§ WORK TO BE COMPLETED
Transcribe the listing below exactly, without pictures.

########

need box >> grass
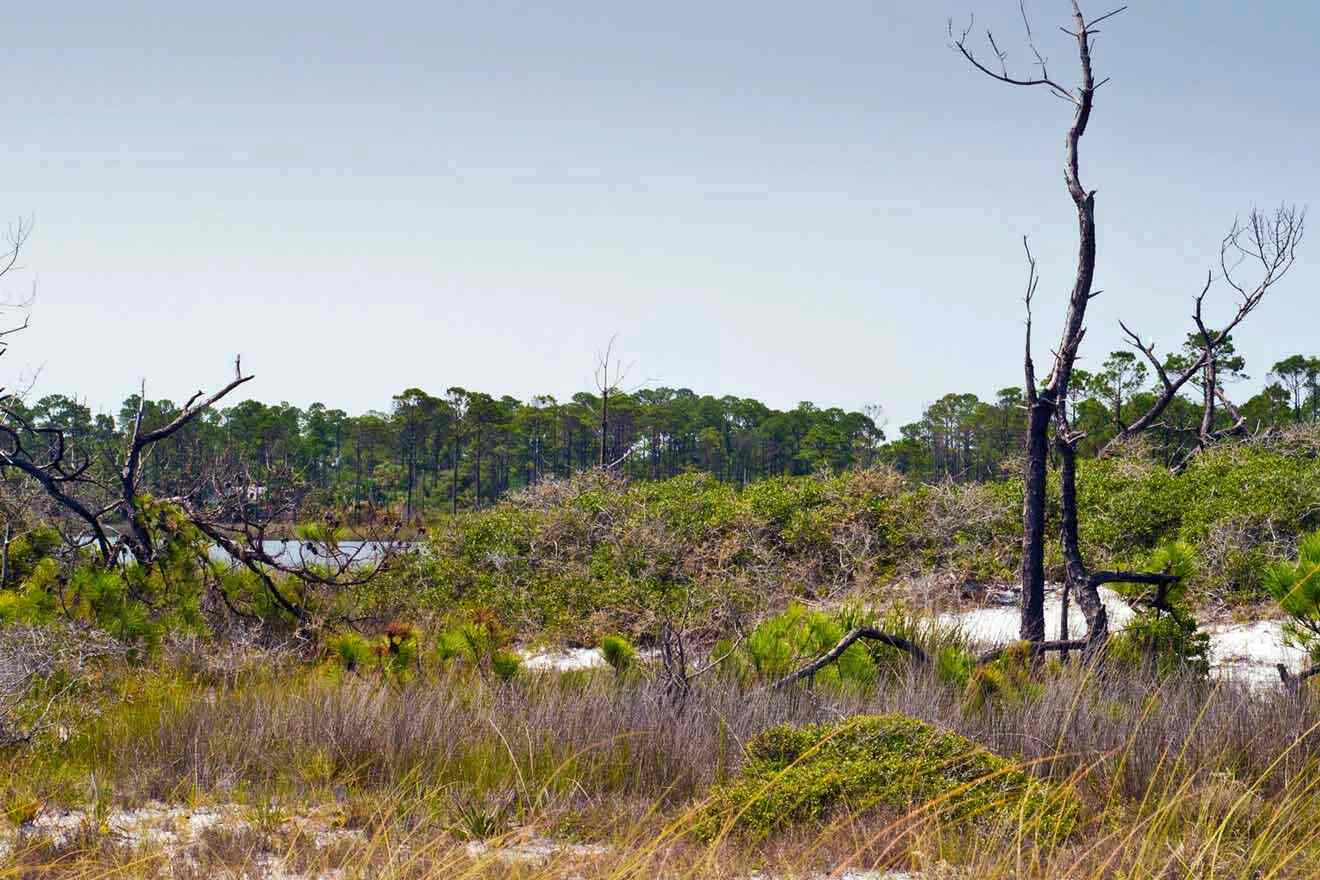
[3,642,1320,879]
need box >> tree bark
[1058,431,1108,653]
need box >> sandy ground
[939,584,1307,684]
[520,586,1309,685]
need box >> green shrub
[328,632,374,673]
[1264,529,1320,658]
[1107,543,1209,676]
[490,650,521,682]
[437,614,519,681]
[1109,611,1210,677]
[700,714,1077,839]
[293,521,345,543]
[728,604,875,687]
[600,634,636,673]
[964,641,1040,711]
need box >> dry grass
[2,655,1319,878]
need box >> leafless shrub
[0,624,126,746]
[502,469,628,513]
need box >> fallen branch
[1277,662,1320,695]
[771,628,929,690]
[976,639,1088,665]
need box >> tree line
[5,385,887,521]
[8,344,1315,522]
[892,347,1320,483]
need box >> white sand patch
[465,835,610,865]
[939,583,1133,644]
[941,584,1309,684]
[249,853,345,880]
[519,647,609,671]
[519,646,658,672]
[1204,619,1308,683]
[0,800,366,872]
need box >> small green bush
[437,614,520,681]
[600,634,636,673]
[964,641,1040,711]
[727,604,875,687]
[1264,529,1320,658]
[1109,611,1210,677]
[328,632,373,673]
[700,714,1076,839]
[490,649,521,682]
[1107,542,1210,677]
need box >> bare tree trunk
[599,387,608,468]
[450,438,460,516]
[1058,430,1108,653]
[956,2,1099,643]
[474,430,482,510]
[0,522,9,589]
[1021,401,1051,641]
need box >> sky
[4,1,1317,430]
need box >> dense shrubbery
[408,432,1320,640]
[2,429,1316,654]
[0,512,240,657]
[1078,434,1320,602]
[414,468,1021,641]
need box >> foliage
[398,434,1320,643]
[9,343,1320,524]
[490,650,521,682]
[1110,611,1211,678]
[1263,529,1320,658]
[700,714,1076,839]
[1107,542,1210,677]
[964,642,1041,712]
[599,634,636,674]
[436,614,519,682]
[0,526,215,659]
[322,621,421,683]
[327,632,374,674]
[4,428,1318,649]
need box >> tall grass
[4,663,1320,878]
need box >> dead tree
[590,335,642,471]
[0,351,406,630]
[1101,207,1304,460]
[1057,207,1302,649]
[954,5,1304,651]
[953,1,1113,641]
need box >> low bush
[1107,542,1211,677]
[700,713,1077,839]
[1264,528,1320,660]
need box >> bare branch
[1023,236,1039,404]
[950,5,1079,103]
[1086,6,1128,30]
[1102,207,1303,457]
[771,627,930,690]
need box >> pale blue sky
[5,1,1316,427]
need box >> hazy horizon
[7,1,1317,428]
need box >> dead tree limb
[1277,662,1320,696]
[1101,206,1304,458]
[976,639,1088,665]
[116,372,254,564]
[771,627,929,690]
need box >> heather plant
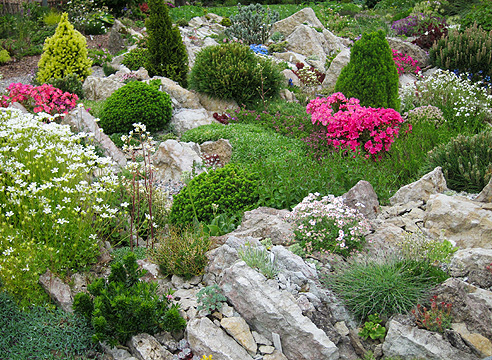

########

§ SOLUTION TO THIS EXERCISE
need box >> grass
[3,642,1320,879]
need box >> tree bark
[1058,431,1108,653]
need box >> sandy ground
[939,584,1307,684]
[520,586,1309,685]
need box >> green shrub
[328,632,374,673]
[1264,529,1320,658]
[1107,543,1209,676]
[490,650,521,682]
[437,614,519,681]
[1109,611,1210,677]
[700,714,1077,839]
[293,521,345,543]
[728,604,875,687]
[600,634,636,673]
[964,641,1040,711]
need box >> dry grass
[2,655,1319,878]
need box >> leafless shrub
[0,624,126,746]
[502,469,628,513]
need box >> fallen branch
[1277,662,1320,695]
[771,628,929,690]
[976,639,1088,665]
need box >> tree line
[5,385,887,521]
[8,344,1315,522]
[892,347,1320,483]
need box >> white sand patch
[465,835,610,865]
[939,583,1133,644]
[941,584,1309,684]
[249,853,345,880]
[519,647,609,671]
[519,646,658,672]
[1204,619,1308,683]
[0,800,366,872]
need box >> small green bush
[437,614,520,681]
[600,634,636,673]
[964,641,1040,711]
[727,604,875,687]
[1264,529,1320,658]
[1109,611,1210,677]
[328,632,373,673]
[700,714,1076,839]
[490,649,521,682]
[1107,542,1210,677]
need box >> bare tree trunk
[599,387,608,468]
[450,438,460,516]
[1058,430,1108,653]
[956,2,1099,643]
[474,430,482,510]
[0,522,9,589]
[1021,401,1051,641]
need box >> sky
[4,1,1317,430]
need box >> dense shrubbery
[408,432,1320,640]
[2,429,1316,654]
[0,512,240,657]
[1078,434,1320,602]
[414,468,1021,641]
need box >> foliage
[398,434,1320,643]
[9,343,1320,524]
[490,650,521,682]
[1110,611,1211,678]
[1263,529,1320,658]
[700,714,1076,839]
[1107,542,1210,677]
[964,642,1041,712]
[599,634,636,674]
[436,614,519,682]
[0,526,215,659]
[322,621,421,683]
[327,632,374,674]
[4,428,1318,649]
need box >> tall grass
[4,663,1320,878]
need box >> dead tree
[590,335,642,471]
[0,351,406,630]
[1101,207,1304,460]
[1057,207,1302,649]
[954,5,1304,651]
[953,1,1113,641]
need box >> low bush
[1107,542,1211,677]
[700,713,1077,839]
[1264,528,1320,660]
need box >> bare branch
[1023,236,1039,404]
[950,5,1079,103]
[1086,6,1128,30]
[1102,207,1303,457]
[771,627,930,690]
need box >> pale blue sky
[5,1,1316,427]
need box >> hazy horizon
[7,1,1317,428]
need box >> dead tree limb
[1277,662,1320,696]
[1101,206,1304,458]
[976,639,1088,665]
[116,372,254,564]
[771,627,929,690]
need box >> heather plant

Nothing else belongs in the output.